Document section:
=====

The bill has three main provisions:

  • Require the hospital or rehabilitation facility to record the name of the family caregiver when a loved one is admitted for treatment.
  • Require the family caregiver to be notified if a loved one is going to be discharged to another facility or released to their home.
  • Require hospitals and rehabilitation facilities to provide explanations and in-person instruction about medical tasks that the family caregiver will need to provide at home, such as transferring a person out of their wheelchair, giving them medications or caring for wounds.

Ten states are working to pass the CARE Act this year, with Oklahoma — where the bill has passed in the Senate and awaits action in the House of Representatives — leading the way. Hawaii, Illinois and New Jersey are following close behind, said Elaine Ryan, vice president of State Advocacy and Strategy Integration for the AARP’s lobbying group.

=====

(Referring expression pointing data)
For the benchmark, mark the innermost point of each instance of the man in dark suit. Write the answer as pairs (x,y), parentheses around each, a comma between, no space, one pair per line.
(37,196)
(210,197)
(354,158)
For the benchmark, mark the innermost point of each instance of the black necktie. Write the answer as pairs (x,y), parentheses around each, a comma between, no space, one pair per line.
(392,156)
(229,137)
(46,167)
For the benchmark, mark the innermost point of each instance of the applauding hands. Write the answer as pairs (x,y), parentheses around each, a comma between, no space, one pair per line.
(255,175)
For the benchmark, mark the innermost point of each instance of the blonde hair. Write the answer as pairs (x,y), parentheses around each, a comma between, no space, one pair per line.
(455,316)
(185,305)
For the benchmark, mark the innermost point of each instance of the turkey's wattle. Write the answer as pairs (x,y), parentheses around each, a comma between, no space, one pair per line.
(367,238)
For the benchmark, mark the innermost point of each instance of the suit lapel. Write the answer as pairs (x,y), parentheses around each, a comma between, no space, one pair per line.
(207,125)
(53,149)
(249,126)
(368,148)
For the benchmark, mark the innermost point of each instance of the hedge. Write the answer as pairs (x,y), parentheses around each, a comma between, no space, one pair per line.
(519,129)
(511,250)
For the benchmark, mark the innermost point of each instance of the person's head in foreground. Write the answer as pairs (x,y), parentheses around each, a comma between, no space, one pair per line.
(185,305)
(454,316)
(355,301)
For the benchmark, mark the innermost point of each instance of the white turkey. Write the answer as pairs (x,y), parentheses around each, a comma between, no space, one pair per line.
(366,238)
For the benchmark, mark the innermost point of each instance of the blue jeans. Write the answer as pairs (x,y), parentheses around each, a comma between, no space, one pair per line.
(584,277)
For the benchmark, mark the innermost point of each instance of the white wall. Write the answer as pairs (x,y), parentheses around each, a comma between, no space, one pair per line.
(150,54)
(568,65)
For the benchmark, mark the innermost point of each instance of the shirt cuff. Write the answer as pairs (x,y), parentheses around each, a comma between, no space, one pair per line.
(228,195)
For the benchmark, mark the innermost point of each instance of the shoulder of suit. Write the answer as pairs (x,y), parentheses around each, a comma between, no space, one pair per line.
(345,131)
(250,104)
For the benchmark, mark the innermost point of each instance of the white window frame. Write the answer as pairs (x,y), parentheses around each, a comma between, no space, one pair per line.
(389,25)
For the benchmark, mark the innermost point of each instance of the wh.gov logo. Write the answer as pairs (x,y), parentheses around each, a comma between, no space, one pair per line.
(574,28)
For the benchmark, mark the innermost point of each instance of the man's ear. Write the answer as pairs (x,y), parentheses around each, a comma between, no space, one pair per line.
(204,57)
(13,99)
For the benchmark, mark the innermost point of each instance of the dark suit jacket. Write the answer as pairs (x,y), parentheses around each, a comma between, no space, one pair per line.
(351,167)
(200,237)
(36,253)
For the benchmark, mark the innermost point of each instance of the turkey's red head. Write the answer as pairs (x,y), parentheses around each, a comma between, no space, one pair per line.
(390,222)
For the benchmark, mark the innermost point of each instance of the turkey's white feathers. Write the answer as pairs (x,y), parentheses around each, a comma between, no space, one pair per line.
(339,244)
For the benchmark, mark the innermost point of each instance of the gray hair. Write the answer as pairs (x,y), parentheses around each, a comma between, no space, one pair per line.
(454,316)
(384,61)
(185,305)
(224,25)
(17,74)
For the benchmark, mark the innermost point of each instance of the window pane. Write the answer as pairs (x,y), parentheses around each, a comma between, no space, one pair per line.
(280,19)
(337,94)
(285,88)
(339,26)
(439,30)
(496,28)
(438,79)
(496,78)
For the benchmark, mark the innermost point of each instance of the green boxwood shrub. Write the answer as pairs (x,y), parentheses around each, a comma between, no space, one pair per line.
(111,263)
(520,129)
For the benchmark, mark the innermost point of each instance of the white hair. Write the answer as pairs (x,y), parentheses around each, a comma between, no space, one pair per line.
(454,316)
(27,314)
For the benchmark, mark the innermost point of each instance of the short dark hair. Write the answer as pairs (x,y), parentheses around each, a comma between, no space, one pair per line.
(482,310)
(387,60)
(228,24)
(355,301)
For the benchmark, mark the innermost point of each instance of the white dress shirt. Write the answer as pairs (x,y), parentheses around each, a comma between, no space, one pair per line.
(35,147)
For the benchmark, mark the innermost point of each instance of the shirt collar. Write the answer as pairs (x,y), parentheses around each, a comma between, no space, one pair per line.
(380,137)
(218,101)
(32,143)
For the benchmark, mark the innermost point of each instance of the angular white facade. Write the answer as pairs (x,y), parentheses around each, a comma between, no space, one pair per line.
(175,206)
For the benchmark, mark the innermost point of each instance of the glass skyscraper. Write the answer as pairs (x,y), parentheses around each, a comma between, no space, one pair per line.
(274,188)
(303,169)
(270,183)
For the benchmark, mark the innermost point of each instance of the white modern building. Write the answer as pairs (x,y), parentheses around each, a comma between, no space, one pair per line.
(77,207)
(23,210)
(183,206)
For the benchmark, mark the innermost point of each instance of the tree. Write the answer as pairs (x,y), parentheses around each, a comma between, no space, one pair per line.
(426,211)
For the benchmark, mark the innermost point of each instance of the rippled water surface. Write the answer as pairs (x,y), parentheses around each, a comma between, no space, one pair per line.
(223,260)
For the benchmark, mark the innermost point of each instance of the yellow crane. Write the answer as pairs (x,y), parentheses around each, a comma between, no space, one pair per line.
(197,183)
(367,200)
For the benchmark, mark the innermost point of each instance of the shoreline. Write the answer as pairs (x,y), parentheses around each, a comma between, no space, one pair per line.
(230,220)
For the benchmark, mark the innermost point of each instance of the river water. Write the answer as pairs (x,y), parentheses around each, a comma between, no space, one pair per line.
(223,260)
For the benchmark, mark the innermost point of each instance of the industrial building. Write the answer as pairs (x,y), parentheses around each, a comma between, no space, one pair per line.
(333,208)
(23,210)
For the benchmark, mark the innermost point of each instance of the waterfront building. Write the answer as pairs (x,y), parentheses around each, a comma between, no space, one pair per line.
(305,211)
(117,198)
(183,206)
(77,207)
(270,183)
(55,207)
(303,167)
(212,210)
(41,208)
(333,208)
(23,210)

=====

What is required: Can you give the CARE Act passage again from "The bill has three" up to and including "caring for wounds.", switching "family caregiver" to "designated caregiver" throughout?

Answer space:
The bill has three main provisions:

  • Require the hospital or rehabilitation facility to record the name of the designated caregiver when a loved one is admitted for treatment.
  • Require the designated caregiver to be notified if a loved one is going to be discharged to another facility or released to their home.
  • Require hospitals and rehabilitation facilities to provide explanations and in-person instruction about medical tasks that the designated caregiver will need to provide at home, such as transferring a person out of their wheelchair, giving them medications or caring for wounds.